- **QUOTED PASSAGE**:
^^^^^^^^^^^^^^^^

The Initial Registration Statement and the Additional Registration Statement
are referred to collectively as the “Registration Statements” and individually as a
“Registration Statement.” A “Registration Statement” with reference to a particular
time means the Initial Registration Statement and any Additional Registration
Statement as of such time. A “Registration Statement” without reference to a time
means such Registration Statement as of its Effective Time. For purposes of the
foregoing definitions, 430A Information with respect to a Registration Statement
shall be considered to be included in such Registration Statement as of the time
specified in Rule 430A.
“Rules and Regulations” means the rules and regulations of the Commission.
“Securities Laws” means, collectively, the Xxxxxxxx-Xxxxx Act of 2002
(“Xxxxxxxx-Xxxxx”), the Act, the Exchange Act, the Rules and Regulations, the
auditing principles, rules, standards and practices applicable to auditors of
“issuers” (as defined in Xxxxxxxx-Xxxxx) promulgated or approved by the Public
Company Accounting Oversight Board and the rules of the New York Stock Exchange
(“Exchange Rules”).

^^^^^^^^^^^^^^^^

- **GIVEN INFORMATION**:

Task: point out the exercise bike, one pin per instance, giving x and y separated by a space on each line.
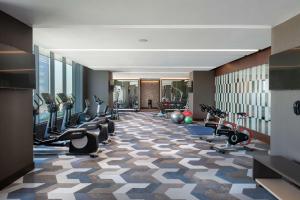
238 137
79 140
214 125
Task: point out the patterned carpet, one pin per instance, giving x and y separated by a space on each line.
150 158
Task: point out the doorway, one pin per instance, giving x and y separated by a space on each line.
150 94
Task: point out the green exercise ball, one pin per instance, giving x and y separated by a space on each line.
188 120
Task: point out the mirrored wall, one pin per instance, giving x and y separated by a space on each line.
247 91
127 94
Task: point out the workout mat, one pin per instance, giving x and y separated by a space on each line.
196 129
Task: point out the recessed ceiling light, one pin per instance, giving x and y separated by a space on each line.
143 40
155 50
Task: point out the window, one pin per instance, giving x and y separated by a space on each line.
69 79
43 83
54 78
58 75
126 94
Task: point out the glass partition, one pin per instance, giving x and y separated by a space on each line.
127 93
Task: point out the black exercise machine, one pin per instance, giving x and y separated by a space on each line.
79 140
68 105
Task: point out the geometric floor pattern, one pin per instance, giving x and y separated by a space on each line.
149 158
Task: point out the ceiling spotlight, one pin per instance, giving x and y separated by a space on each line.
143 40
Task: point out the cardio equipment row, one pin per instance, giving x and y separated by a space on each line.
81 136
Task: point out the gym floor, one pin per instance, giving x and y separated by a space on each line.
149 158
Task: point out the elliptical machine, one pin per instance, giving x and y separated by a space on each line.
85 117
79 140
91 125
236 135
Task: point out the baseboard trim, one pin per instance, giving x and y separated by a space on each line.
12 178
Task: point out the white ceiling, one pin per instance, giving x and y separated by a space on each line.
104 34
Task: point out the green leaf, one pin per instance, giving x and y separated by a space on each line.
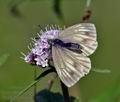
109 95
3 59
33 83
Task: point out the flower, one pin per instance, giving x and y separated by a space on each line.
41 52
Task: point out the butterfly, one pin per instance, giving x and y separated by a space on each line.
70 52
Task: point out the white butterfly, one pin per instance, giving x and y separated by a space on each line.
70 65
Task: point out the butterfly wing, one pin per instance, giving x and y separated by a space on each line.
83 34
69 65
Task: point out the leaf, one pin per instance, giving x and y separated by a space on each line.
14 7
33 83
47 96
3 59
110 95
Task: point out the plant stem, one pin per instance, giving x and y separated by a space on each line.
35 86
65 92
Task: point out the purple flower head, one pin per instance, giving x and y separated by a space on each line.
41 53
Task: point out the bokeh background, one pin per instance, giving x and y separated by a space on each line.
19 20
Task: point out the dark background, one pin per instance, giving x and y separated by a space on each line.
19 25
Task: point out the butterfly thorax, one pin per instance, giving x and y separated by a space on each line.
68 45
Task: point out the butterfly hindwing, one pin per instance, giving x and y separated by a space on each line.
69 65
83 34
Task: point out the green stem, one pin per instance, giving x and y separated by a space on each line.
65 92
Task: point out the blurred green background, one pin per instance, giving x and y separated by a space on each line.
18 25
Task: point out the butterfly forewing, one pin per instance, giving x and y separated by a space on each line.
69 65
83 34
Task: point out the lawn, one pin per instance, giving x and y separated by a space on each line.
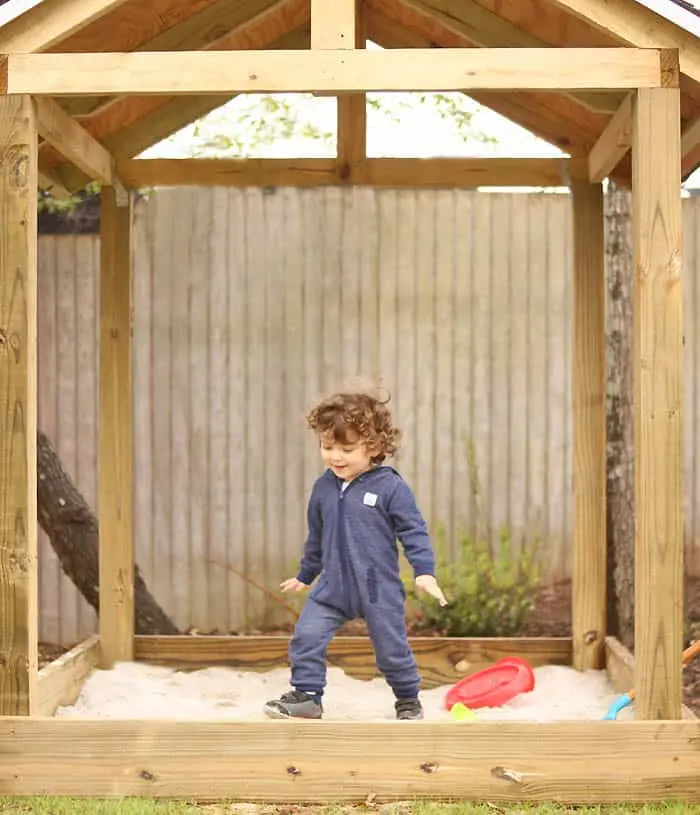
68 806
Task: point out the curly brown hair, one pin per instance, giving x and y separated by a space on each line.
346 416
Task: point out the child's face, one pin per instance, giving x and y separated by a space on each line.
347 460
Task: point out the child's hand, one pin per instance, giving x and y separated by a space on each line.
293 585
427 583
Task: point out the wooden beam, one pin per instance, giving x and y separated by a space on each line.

^^^^^^^^^^^^^^^^

- **TASK INSTRUCTIONS**:
a) In three sentences, summarize the definitions passage on registration statements and securities laws that appears before the material.
b) Carry the definitions passage on registration statements and securities laws forward from its final sentence, keeping its style.

- **RESULTS**:
a) The Initial Registration Statement and the Additional Registration Statement are called the "Registration Statements" together and a "Registration Statement" individually. With reference to a particular time, the term means those statements as of that time, and without one it means the statement as of its Effective Time, with 430A Information counted as included as of the time Rule 430A specifies. "Rules and Regulations" means the Commission's rules and regulations, and "Securities Laws" collectively covers an act of 2002, the Act, the Exchange Act, the Rules and Regulations, auditing principles, rules, standards and practices promulgated or approved by the Public Company Accounting Oversight Board, and the rules of the New York Stock Exchange.

b)
“Statutory Prospectus” with reference to a particular time means the prospectus
included in a Registration Statement immediately prior to that time, including any
430A Information or 430C Information with respect to such Registration Statement.
For purposes of the foregoing definition, 430A Information shall be considered to be
included in the Statutory Prospectus as of the actual time that form of prospectus
is filed with the Commission pursuant to Rule 424(b) or Rule 462(c) and not
retroactively.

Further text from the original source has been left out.